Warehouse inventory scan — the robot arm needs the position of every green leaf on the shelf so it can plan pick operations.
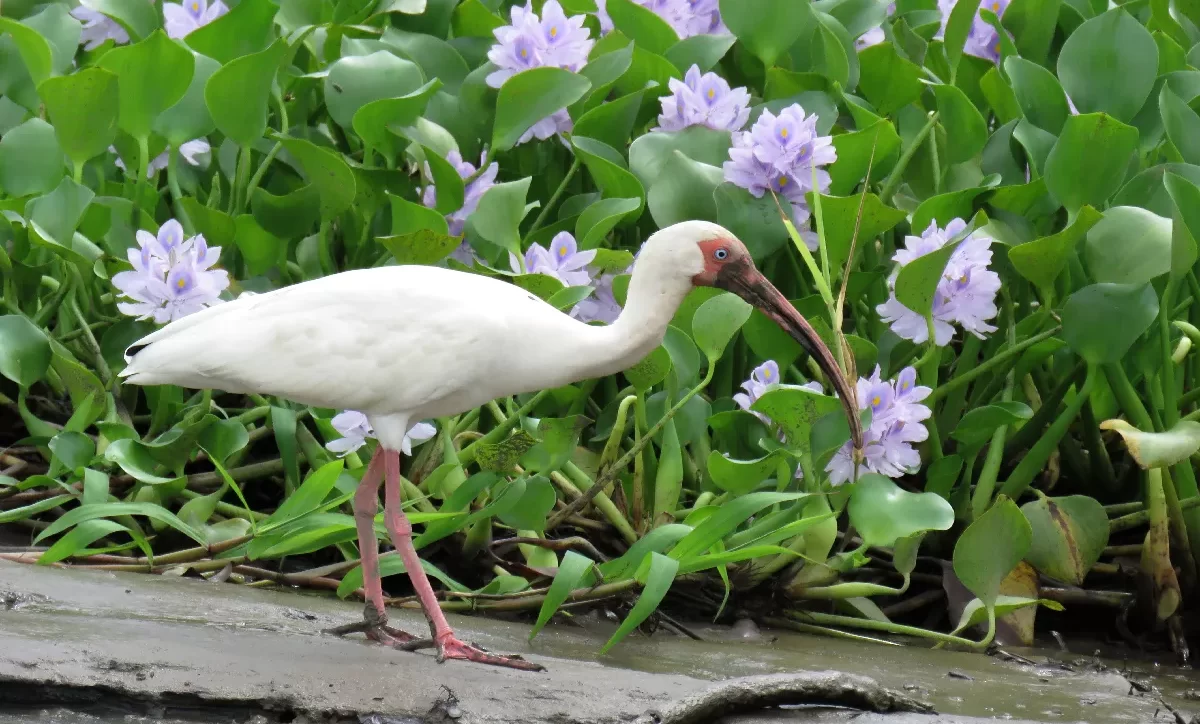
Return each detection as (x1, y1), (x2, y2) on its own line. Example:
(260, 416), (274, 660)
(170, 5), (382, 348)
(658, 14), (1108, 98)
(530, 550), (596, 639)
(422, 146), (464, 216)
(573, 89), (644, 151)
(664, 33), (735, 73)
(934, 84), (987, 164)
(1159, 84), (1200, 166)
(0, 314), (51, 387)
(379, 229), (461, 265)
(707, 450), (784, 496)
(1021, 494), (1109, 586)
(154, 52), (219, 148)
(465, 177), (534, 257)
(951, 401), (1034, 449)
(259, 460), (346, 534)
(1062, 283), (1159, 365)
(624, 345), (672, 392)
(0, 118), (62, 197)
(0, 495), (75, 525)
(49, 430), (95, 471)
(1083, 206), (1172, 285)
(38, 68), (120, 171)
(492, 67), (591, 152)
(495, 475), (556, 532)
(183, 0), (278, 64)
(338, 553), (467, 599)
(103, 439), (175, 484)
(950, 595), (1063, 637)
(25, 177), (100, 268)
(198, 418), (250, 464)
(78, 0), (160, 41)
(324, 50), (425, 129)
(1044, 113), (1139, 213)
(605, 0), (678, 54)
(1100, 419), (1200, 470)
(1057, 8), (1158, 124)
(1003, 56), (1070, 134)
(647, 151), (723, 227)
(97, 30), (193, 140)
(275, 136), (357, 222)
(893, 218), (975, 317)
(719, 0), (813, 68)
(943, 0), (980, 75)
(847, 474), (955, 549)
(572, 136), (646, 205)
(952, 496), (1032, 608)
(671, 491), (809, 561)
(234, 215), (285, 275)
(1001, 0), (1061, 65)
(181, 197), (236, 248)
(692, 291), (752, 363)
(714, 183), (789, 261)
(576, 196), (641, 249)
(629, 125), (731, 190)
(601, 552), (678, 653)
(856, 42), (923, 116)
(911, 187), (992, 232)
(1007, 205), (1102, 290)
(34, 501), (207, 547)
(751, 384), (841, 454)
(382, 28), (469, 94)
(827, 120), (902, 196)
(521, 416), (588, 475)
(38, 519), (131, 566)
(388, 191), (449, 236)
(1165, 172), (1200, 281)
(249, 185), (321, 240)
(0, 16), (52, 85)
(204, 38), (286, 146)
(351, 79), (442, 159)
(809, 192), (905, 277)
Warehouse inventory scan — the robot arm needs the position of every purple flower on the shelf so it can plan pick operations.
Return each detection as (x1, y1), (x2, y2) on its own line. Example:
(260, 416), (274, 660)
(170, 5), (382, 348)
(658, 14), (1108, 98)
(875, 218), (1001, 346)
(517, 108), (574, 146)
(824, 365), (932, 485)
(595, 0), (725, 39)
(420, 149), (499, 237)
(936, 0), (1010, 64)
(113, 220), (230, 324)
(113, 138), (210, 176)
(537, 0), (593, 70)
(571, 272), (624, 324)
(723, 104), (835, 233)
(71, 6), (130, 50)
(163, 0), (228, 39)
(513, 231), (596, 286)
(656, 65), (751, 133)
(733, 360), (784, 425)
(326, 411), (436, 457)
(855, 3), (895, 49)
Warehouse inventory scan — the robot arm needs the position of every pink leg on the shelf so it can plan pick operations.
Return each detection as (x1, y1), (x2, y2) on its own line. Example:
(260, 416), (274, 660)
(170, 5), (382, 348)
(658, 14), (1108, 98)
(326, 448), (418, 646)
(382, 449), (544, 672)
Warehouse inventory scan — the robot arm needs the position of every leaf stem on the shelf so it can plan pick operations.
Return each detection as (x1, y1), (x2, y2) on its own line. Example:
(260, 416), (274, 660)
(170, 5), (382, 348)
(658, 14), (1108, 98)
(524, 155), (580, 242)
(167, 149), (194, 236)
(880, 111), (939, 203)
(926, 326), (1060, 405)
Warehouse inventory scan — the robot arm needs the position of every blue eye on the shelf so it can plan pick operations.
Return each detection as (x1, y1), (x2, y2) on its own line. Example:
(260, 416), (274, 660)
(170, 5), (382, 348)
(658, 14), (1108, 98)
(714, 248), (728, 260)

● Exercise requirements
Above are the entries; write them out again exactly, omitting the pictures.

● Result of the task
Warehouse inventory scan — the robot arm needs the position of every green leaf on the shelf so it can plan pick operations.
Return each detection as (x1, y1), (x2, y2) on its own line. Example:
(260, 416), (274, 660)
(170, 5), (382, 348)
(658, 14), (1108, 98)
(530, 550), (596, 639)
(422, 146), (464, 216)
(573, 89), (644, 151)
(664, 33), (735, 73)
(934, 84), (987, 164)
(1159, 84), (1200, 166)
(0, 314), (51, 387)
(379, 229), (461, 265)
(707, 450), (784, 496)
(1021, 494), (1109, 586)
(154, 52), (219, 148)
(465, 177), (534, 257)
(951, 401), (1034, 449)
(259, 460), (346, 534)
(1062, 283), (1159, 365)
(624, 345), (672, 392)
(0, 118), (62, 197)
(0, 495), (75, 525)
(49, 430), (95, 471)
(1083, 206), (1172, 285)
(38, 68), (120, 171)
(492, 67), (591, 152)
(495, 475), (556, 532)
(183, 0), (278, 64)
(338, 553), (467, 599)
(103, 439), (175, 484)
(950, 595), (1063, 637)
(25, 177), (100, 268)
(198, 418), (250, 464)
(78, 0), (160, 41)
(324, 50), (425, 129)
(1044, 113), (1139, 213)
(605, 0), (678, 54)
(1100, 419), (1200, 470)
(1057, 8), (1158, 124)
(1003, 56), (1070, 134)
(647, 151), (723, 227)
(97, 30), (193, 140)
(275, 136), (357, 222)
(893, 218), (975, 317)
(719, 0), (813, 68)
(943, 0), (980, 75)
(847, 474), (955, 549)
(572, 136), (646, 205)
(952, 496), (1032, 608)
(671, 491), (809, 561)
(234, 215), (285, 275)
(1001, 0), (1061, 65)
(181, 197), (236, 248)
(692, 291), (752, 363)
(714, 183), (789, 261)
(576, 196), (641, 249)
(629, 125), (731, 190)
(601, 552), (678, 653)
(856, 42), (923, 116)
(911, 187), (992, 232)
(1007, 205), (1102, 290)
(34, 501), (207, 547)
(751, 384), (841, 454)
(382, 28), (469, 94)
(827, 120), (902, 196)
(521, 416), (588, 475)
(38, 519), (131, 566)
(388, 191), (449, 236)
(1165, 172), (1200, 281)
(249, 185), (321, 240)
(0, 16), (52, 85)
(204, 38), (286, 146)
(351, 79), (442, 159)
(809, 192), (905, 277)
Warehouse inventory scan — the robot arm needs the position of every purple flower on the shelf so it can plan pick operations.
Return each detection as (x1, y1), (x2, y2) on its own line. Example:
(260, 416), (274, 660)
(170, 5), (382, 348)
(658, 14), (1108, 98)
(875, 218), (1001, 346)
(517, 108), (574, 146)
(824, 365), (932, 485)
(595, 0), (725, 39)
(420, 149), (499, 237)
(936, 0), (1010, 64)
(113, 220), (230, 324)
(113, 138), (210, 176)
(537, 0), (593, 70)
(571, 272), (624, 324)
(723, 104), (835, 233)
(71, 6), (130, 50)
(163, 0), (228, 39)
(513, 231), (596, 286)
(656, 65), (751, 133)
(733, 360), (784, 425)
(326, 411), (436, 457)
(855, 3), (895, 49)
Warehouse inventory scan — the robot arm needs the position of every pink leg on the shelf so it can plan pick operations.
Return each detection as (x1, y1), (x2, y2) on its own line. Example:
(260, 416), (274, 660)
(170, 5), (382, 348)
(658, 14), (1108, 98)
(326, 448), (418, 646)
(382, 449), (544, 672)
Warehouse inventory scan — the robot arm needs the position of every leaf stem on the shelf so it can plan pick operations.
Return each detection as (x1, y1), (x2, y2) on its own line. Example:
(260, 416), (274, 660)
(170, 5), (382, 348)
(658, 14), (1108, 98)
(524, 155), (580, 242)
(167, 149), (194, 236)
(880, 111), (939, 203)
(926, 326), (1060, 405)
Warehouse inventory scan — the robot arm needs the position of every blue eye on the shelf so it can plan pick operations.
Return each detection as (x1, y1), (x2, y2) on its own line. Example:
(260, 416), (274, 660)
(170, 5), (382, 348)
(658, 14), (1108, 98)
(714, 248), (728, 260)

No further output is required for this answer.